:: Listed entries ::

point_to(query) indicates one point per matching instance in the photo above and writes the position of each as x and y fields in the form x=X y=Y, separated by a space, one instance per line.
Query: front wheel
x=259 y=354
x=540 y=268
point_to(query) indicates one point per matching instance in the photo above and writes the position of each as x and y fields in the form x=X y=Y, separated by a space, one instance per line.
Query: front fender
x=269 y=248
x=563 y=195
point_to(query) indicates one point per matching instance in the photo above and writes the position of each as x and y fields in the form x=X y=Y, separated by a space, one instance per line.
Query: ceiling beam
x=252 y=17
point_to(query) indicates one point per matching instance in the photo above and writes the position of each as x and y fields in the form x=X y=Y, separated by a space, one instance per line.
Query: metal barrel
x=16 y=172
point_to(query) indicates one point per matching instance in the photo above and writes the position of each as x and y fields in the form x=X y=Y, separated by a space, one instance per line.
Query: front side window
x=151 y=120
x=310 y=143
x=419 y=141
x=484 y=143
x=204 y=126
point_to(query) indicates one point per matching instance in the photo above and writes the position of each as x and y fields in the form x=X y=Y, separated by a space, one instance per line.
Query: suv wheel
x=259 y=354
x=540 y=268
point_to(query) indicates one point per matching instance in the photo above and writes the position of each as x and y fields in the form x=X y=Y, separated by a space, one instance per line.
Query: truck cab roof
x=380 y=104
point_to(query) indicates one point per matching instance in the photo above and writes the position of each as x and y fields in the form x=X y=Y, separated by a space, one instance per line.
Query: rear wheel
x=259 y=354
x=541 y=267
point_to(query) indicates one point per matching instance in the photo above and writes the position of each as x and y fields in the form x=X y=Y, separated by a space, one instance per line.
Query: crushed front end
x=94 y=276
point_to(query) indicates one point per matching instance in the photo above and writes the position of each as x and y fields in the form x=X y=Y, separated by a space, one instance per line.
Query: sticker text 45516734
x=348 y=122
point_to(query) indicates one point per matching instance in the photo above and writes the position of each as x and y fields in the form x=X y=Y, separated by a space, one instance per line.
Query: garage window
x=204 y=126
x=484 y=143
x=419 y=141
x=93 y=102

:: Written task ::
Lay out each line of the records above as a Markdown table with two columns, "Row" and "Line." Number the rows in order and leave out any blank lines.

:: Correct response ::
| Row | Line |
|---|---|
| 1 | point_to(query) indicates one point per matching instance in the photo above and writes the position of each as x and y fields in the form x=X y=Y, separated by a space, one instance per line. |
| 2 | Query: front wheel |
| 3 | x=259 y=354 |
| 4 | x=540 y=268 |
| 5 | point_to(query) indicates one point per matching instance in the photo above and writes the position of each as x and y fields in the form x=X y=Y, separated by a space, one instance per line. |
| 6 | Query: front fender |
| 7 | x=269 y=248 |
| 8 | x=563 y=195 |
| 9 | point_to(query) indicates one point per matching instance in the photo above and writes the position of each as x and y fields in the form x=X y=Y, separated by a space, one instance per line. |
| 10 | Query: ceiling beam |
| 11 | x=252 y=17 |
| 12 | point_to(query) indicates one point per matching instance in the photo above and writes the position of each as x and y fields in the form x=X y=Y, separated by a space, one instance per line. |
| 13 | Query: metal barrel |
| 14 | x=16 y=172 |
| 15 | point_to(query) indicates one point per matching instance in the photo above and writes the position of each as x and y fields in the form x=X y=Y, separated by a space, one instance per line. |
| 16 | Query: front side window |
| 17 | x=151 y=120 |
| 18 | x=310 y=143 |
| 19 | x=419 y=141 |
| 20 | x=484 y=143 |
| 21 | x=204 y=126 |
| 22 | point_to(query) indicates one point per matching instance in the photo above and writes the position of each as x and y fields in the form x=X y=Y, separated by a space, one instance per line. |
| 23 | Query: suv wheel |
| 24 | x=259 y=354 |
| 25 | x=540 y=268 |
| 26 | point_to(query) indicates one point per matching instance in the photo above and writes the position of each as x and y fields in the form x=X y=Y, separated by a space, one instance per line. |
| 27 | Query: truck cab roof |
| 28 | x=380 y=104 |
| 29 | point_to(query) indicates one point per matching instance in the photo above and writes the position of each as x and y fields in the form x=X y=Y, separated by a space, one instance per line. |
| 30 | Query: rear wheel |
| 31 | x=259 y=354 |
| 32 | x=541 y=267 |
| 33 | point_to(query) indicates one point per matching instance in the photo above and writes the position of each as x and y fields in the form x=X y=Y, separated by a space, one instance per line. |
| 34 | Query: crushed front end |
| 35 | x=94 y=276 |
| 36 | point_to(query) indicates one point per matching instance in the photo above and writes the position of each as x and y fields in the form x=X y=Y, separated by a space, one instance per line. |
| 37 | Query: sticker text 45516734 |
| 38 | x=348 y=122 |
| 39 | point_to(query) indicates one point per matching instance in the photo above and writes the position of each as x and y fields in the form x=X y=Y, separated by a space, one instance per line. |
| 40 | Query: garage window |
| 41 | x=204 y=126 |
| 42 | x=484 y=143 |
| 43 | x=419 y=141 |
| 44 | x=93 y=102 |